▶ [Excerpt provided]
# Cone Roof , Shingles



## Kpurchroofs902 (Sep 18, 2021)

Hey roofers.. just wondering if anybody has experience putting shingles on cone roofs. I’ve done turrets with hips before but never cones. The whole roof in the picture is done now with architectural shingles besides the cone. I’ve looked into ways to do this and what I’ve taken

so far is to split the cone into 3 sections, pop vertical lines staring at the first course all the way around and do a shit load of cuts one row at a time till the top but I’m still not 100% how it will go. I’m looking for some insight/help because I care about the quality and how it matches the rest of the roof.
In with the rest of the roof. 
Anybody can help ??


----------



## Kpurchroofs902 (Sep 18, 2021)

Kpurchroofs902 said:


> Hey roofers.. just wondering if anybody has experience putting shingles on cone roofs. I’ve done turrets with hips before but never cones. The whole roof in the picture is done now with architectural shingles besides the cone. I’ve looked into ways to do this and what I’ve taken
> 
> so far is to split the cone into 3 sections, pop vertical lines staring at the first course all the way around and do a shit load of cuts one row at a time till the top but I’m still not 100% how it will go. I’m looking for some insight/help because I care about the quality and how it matches the rest of the roof.
> In with the rest of the roof.
> Anybody can help ??





Kpurchroofs902 said:


> Hey roofers.. just wondering if anybody has experience putting shingles on cone roofs. I’ve done turrets with hips before but never cones. The whole roof in the picture is done now with architectural shingles besides the cone. I’ve looked into ways to do this and what I’ve taken
> 
> so far is to split the cone into 3 sections, pop vertical lines staring at the first course all the way around and do a shit load of cuts one row at a time till the top but I’m still not 100% how it will go. I’m looking for some insight/help because I care about the quality and how it matches the rest of the roof.

▶ [Raw records]
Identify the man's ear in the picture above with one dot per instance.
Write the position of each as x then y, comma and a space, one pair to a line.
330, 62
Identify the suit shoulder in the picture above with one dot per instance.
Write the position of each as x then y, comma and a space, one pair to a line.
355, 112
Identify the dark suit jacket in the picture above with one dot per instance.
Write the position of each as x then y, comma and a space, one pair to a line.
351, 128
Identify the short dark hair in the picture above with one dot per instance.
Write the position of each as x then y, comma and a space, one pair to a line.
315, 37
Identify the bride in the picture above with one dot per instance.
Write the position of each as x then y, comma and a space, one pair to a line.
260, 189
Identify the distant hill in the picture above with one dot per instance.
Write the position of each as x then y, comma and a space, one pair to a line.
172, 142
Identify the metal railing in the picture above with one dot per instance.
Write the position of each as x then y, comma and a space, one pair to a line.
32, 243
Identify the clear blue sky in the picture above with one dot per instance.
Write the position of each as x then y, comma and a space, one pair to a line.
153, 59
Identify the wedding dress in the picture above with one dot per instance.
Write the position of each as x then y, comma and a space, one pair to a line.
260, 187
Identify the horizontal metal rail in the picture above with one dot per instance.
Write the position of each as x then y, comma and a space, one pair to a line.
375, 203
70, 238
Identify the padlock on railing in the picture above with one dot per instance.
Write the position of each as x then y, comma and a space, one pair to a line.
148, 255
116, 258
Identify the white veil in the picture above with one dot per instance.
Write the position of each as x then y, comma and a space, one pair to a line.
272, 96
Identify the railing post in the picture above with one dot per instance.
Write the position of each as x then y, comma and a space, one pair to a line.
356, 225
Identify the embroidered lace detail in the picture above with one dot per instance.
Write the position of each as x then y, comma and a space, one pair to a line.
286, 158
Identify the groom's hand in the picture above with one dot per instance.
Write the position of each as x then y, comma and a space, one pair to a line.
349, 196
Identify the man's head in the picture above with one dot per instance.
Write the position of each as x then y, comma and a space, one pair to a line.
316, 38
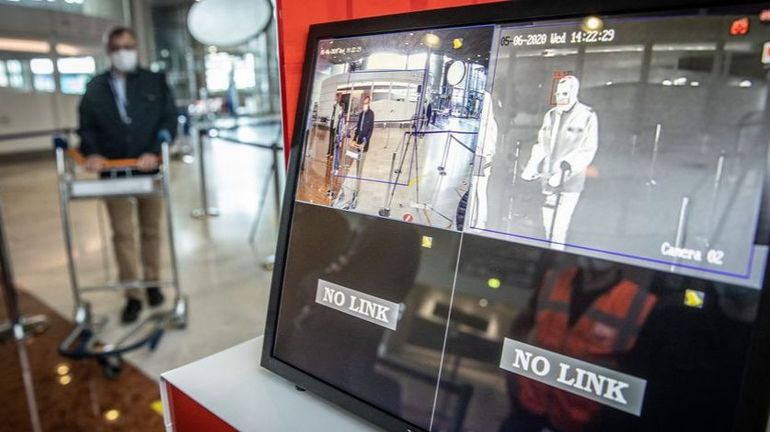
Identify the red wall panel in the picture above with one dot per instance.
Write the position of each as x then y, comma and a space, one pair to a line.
295, 18
190, 416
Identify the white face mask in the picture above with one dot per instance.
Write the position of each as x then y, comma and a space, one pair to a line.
124, 60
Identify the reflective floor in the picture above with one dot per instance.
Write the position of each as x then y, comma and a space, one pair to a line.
41, 391
220, 271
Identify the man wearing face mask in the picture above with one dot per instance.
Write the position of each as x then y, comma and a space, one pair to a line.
566, 146
121, 114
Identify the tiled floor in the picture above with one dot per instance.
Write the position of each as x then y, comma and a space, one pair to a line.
221, 272
41, 391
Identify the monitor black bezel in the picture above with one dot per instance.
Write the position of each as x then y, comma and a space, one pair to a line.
752, 409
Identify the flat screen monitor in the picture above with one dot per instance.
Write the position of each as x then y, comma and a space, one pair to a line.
531, 216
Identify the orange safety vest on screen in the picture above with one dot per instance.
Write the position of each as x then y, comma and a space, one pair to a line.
604, 332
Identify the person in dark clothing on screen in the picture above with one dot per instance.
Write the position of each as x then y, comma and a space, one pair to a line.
360, 146
121, 114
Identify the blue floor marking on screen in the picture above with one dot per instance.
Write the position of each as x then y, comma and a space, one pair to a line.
747, 275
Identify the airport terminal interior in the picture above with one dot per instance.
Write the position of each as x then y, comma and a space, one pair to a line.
458, 182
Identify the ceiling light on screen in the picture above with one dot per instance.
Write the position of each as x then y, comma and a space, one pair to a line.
25, 45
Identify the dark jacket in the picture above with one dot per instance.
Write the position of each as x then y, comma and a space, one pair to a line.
364, 128
150, 106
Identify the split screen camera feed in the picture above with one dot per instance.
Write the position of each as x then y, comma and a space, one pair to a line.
556, 226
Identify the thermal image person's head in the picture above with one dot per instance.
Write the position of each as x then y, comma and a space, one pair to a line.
567, 92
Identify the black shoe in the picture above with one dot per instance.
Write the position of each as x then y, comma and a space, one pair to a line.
131, 311
154, 296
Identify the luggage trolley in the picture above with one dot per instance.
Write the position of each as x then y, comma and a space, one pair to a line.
83, 342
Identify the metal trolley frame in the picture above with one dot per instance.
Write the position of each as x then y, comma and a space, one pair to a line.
83, 341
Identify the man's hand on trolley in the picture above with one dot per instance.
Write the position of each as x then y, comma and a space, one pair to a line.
95, 163
147, 162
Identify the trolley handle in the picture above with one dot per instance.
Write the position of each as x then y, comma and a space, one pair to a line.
164, 136
108, 164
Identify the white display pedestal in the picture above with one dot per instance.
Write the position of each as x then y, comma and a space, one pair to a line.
232, 386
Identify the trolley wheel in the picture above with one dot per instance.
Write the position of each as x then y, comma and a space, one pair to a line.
111, 366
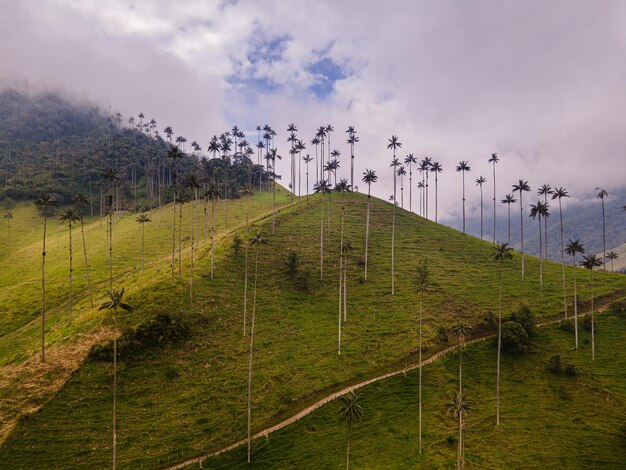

▶ [Set problem A] In the cone roof thread, into how many sections does the poster plan to split the cone?
▶ [Set problem B] Resume the cone roof shingling thread from the point where it stops.

▶ [Expected output A] Three sections.

▶ [Expected output B]
> In with the rest of the roof.
> Anybody can help ??


I’m also unsure of my way to tackle this job. Build staging around it or look into renting a lift truck.


----------



## roofermann (Jul 7, 2012)

You'll have to do it like you would with slate. Cut the archs into pieces, which need to get smaller as you go up. Say cut into thirds for bottom few courses, then 4ths for some courses etc. You will have to dutchlap here and there to avoid any butt joint over butt joint situations, making sure to only lap a single ply piece over another single ply piece. Also, make a story pole for guaging your vertical layout, as a chalk line will be useless. Good luck


----------



## Kpurchroofs902 (Sep 18, 2021)

roofermann said:


> You'll have to do it like you would with slate. Cut the archs into pieces, which need to get smaller as you go up. Say cut into thirds for bottom few courses, then 4ths for some courses etc. You will have to dutchlap here and there to avoid any butt joint over butt joint situations, making sure to only lap a single ply piece over another single ply piece. Also, make a story pole for guaging your vertical layout, as a chalk line will be useless. Good luck


Thanks bro!. I’m going to do it tomorrow. And by story pole do you mean a line going from the top to bottom?. And so if I get what you’re saying right after I get my first shingle on the next one that goes around I have to Dutch lap a bit with single layer parts of the shingle and not cut angles?. Like the picture I attached to this but lap to the lines not cut the angle?


----------



## Kpurchroofs902 (Sep 18, 2021)

Kpurchroofs902 said:


> Thanks bro!. I’m going to do it tomorrow. And by story pole do you mean a line going from the top to bottom?. And so if I get what you’re saying right after I get my first shingle on the next one that goes around I have to Dutch lap a bit with single layer parts of the shingle and not cut angles?. Like the picture I attached to this but lap to the lines not cut the angle?


----------



## roofermann (Jul 7, 2012)

Yeah, similar to that, but I'd use more than 3 zones on a cone the size of what you're dealing with. A story pole is a long stick marked with the exposure for each course. After some thinking, you could just use your tape, pulling down from the peak to keep your exposure right as you go around. Good 'ol Mr.Eyeball should work ok until you get past the flair out at the bottom. Hope this isn't too late.


----------



## Kpurchroofs902 (Sep 18, 2021)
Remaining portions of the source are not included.